##### Texto de estudo #####
Amor e Dedinhos de Pé  - A redenção de um ignóbil folião de Macau Nelson Moura

Nelson Moura é um jornalista, tradutor e editor baseado em Macau desde 2016. Escreveu e cobriu os mais variados assuntos na Cidade do Santo Nome de Deus, desde política e cultura, a crime e economia.

Amor e Dedinhos de Pé - A redenção de um ignóbil folião de Macau

O título alternativo desta deliciosa obra de Henrique Senna Fernandes poderia ser a “A ascensão, queda e redenção de um ignóbil folião de Macau”.A obra de Fernandes, o mais renomeado escritor macaense, lê-se quase como um conto moral dos riscos da má-educação e excessivo mimo de crianças. A escrita de Fernandes assemelha-se a um Eça de Queiroz, se este usasse eximiamente o patuá, o dialecto local que tão bem se ajusta a este conto trágico-cómico. Mas em vez de Carlos da Maia temos as crónicas da transformação de Francisco “Chico” Frontaria, menino de boas famílias e auto-intitulado pândego, em bobo da festa e Chico-Pe-Fedê, o miserável parvo da aldeia de Macau.

 

Um dos grandes talentos de Fernandes é sem dúvida a sua capacidade de estabelecer o contraste entre a cidade mui cristã e conservadora do “Nome de Deus de Macau” e a pândega e carnaval, que os seus habitantes “cristãos” mui apreciam também. Oferece também uma visão de nuance de um escritor que conhece bem as diferentes comunidades que tentam coexistir em harmonia em Macau.

A mestria e domínio do autor no uso de patuá providencia também um colorido local com o próprio a admitir no prefácio que o dialecto local que este domina é “mais doce e sugestivo” ouvido do que lido, sendo impossível traduzir em linguagem escrita todas as suas nuances e inflexões de sotaque, pronúncia e entoação.

Mesmo assim, a miríade de expressões deliciosas de patuá ajuda um leitor português menos acostumado ao dialecto a apreciar o seu quotidiano e maravilhoso efeito cómico e satírico neste livro. Completo com um glossário de expressões como malinguar (difamar) e chacha-velha (mulher velha), em conjunto com aliterações de cantonês como fan-tim (restaurante) e cha-koi (casa de chá), um leitor não familiarizado pode ganhar um conhecimento mais profundo com o ambiente cultural único da cidade.
##### Material fornecido #####
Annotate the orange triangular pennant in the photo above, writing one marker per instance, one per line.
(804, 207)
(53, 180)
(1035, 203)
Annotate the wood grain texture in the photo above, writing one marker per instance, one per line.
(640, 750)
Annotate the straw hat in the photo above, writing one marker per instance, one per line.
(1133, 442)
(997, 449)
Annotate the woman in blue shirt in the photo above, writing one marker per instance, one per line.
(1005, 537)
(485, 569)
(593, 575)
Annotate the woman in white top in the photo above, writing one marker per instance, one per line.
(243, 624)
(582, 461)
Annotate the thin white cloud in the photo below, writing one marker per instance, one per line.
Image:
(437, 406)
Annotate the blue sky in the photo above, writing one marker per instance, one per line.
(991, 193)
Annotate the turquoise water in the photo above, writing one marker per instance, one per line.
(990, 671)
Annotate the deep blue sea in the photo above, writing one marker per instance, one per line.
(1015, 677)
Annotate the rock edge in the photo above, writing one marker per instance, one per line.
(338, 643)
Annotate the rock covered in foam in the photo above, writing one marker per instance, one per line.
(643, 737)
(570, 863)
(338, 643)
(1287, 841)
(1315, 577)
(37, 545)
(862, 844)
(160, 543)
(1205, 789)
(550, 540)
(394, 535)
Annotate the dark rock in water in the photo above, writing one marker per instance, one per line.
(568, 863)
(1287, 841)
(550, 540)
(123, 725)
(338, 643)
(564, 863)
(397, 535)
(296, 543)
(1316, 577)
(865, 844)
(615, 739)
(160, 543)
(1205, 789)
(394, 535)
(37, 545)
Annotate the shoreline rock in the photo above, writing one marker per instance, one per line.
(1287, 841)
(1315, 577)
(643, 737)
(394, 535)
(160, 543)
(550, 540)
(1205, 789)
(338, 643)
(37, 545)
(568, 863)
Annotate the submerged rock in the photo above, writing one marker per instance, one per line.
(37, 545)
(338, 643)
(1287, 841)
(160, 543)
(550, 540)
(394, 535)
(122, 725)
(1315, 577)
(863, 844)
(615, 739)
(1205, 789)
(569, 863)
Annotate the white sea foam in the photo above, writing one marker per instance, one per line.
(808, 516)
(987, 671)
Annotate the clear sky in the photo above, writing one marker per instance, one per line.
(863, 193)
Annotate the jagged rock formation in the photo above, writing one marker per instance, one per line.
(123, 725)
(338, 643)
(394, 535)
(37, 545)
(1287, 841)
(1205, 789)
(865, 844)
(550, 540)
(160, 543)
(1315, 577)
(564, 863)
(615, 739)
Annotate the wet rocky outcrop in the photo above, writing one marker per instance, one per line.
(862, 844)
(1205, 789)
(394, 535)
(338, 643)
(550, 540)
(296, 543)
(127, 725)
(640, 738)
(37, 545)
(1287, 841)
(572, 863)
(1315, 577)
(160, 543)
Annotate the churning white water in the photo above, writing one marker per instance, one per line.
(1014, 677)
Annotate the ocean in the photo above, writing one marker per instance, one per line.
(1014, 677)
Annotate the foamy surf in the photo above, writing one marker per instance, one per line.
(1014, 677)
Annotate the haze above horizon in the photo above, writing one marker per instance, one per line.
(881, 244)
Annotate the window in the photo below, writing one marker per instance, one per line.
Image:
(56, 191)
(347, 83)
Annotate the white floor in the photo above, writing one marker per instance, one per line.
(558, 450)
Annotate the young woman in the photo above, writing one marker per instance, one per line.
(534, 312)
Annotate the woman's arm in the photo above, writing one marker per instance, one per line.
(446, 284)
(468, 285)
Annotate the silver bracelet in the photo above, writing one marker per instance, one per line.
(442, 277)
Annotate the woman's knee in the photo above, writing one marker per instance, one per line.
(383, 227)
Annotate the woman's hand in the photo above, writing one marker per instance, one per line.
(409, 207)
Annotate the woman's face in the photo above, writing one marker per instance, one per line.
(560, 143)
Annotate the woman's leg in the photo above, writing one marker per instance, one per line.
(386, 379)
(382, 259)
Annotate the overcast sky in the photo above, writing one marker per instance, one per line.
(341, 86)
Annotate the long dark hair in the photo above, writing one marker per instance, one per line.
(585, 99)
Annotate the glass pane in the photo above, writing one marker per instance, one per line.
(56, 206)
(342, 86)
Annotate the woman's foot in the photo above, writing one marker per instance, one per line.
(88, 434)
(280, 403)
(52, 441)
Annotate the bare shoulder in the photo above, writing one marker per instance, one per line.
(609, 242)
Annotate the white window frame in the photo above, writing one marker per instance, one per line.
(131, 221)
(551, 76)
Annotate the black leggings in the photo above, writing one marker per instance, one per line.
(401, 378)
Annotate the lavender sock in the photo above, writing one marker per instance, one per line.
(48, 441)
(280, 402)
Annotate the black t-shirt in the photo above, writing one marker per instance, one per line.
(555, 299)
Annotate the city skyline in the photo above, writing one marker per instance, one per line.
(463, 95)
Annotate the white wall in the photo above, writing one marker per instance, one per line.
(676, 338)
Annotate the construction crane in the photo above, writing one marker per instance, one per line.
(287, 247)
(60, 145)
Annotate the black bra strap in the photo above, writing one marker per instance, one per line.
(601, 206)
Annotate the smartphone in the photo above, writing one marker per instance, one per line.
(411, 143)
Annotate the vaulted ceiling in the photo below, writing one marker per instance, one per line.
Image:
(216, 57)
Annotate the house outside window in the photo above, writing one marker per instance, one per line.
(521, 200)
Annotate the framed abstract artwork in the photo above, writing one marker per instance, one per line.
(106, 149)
#####
= Experimente =
Escreva a continuação da crítica ao romance Amor e Dedinhos de Pé, começando logo após a última frase apresentada.

= Resultado da tarefa =
Qualquer actual residente da actual selva urbana de Macau vai sem dúvida também apreciar este olhar histórico a uma cidade tão diferente em que personagens se deslocam ao Jardim de São Francisco perto da Avenida da Praia Grande para apreciar a maresia, e em que a Areia Preta está polvilhada de chácaras e hortas em que se caçam aves selvagens.

Parte de uma reedição do Instituto Cultural da obra completa do que é indiscutivelmente o mais distinto autor macaense em português, o grande volume da obra esconde uma leitura que se consome vorazmente como um bom porco balichão-tamarindo.

Mas comecemos pelo princípio, centrada no início do século XX, a história começa por apresentar a história da prestigiada família Frontaria conhecida pelos seus lorcheiros, destemidos capitães das também muito macaenses lorchas, uma fusão entre construções navais europeias e chinesas. Essa muito honrada linhagem desembarca em Francisco da Mota Frontaria, órfão criado e excessivamente mimado pela tia, Títi Bita. Inteligente, mas “avesso aos estudos” já aos 13 anos, Francisco passou a demonstrar uma “grande tendência para a boémia” que seria o seu grande talento e perdição.

A morte da tia deixar-lhe-ia com uma fortuna e mansão, que depressa esbanjou em mulheres e folia, tendo crescido “irresponsável, preguiçoso e egoísta” enquanto adulado por um grupo de “parasitas bajuladores” que o sugaram até ao tutano.

O livro detalha as desventuras deste incontestável rei do Carnaval, os seus muitos casos amorosos e travessuras diversas, incluindo a “suprema proeza” final que leva Francisco a ser expulso da "cidade cristã". Numa tentativa de brincadeira suprema, o nosso “herói” pede em casamento uma das três filhas solteiras do Sr. Saturnino com o único propósito de saborear o “excelente vinho do porto” que este oferecia aos pretendentes. No dia do casamento planeado, Francisco encerra sua “memorável peça de humor teatral” ao aparecer como uma figura carnavalesca, claramente desonrando o pai, a noiva, e restante família e convidados.

A proeza seria a última gota que levaria Francisco Frontaria a ser abandonado pelo tio severo, pelos supostos amigos, as muitas namoradas que precisava e descer para um ciclo de autodestruição em que, desempregado, acaba como pobre figura vivendo num cubículo infecto do porto interior e abusado e dependente de A-Tai, mulherona de modos grosseiros, que lhe fornecia uns poucos tostões e muita porrada à mistura.

O nosso autor tem o cuidado de elaborar que, apesar de inconsciente, o nosso protagonista possui capacidades redentoras de empatia e bondade, que permanecem infelizmente atrofiados pela sua completa inaptidão de manter uma vida honesta e impoluta.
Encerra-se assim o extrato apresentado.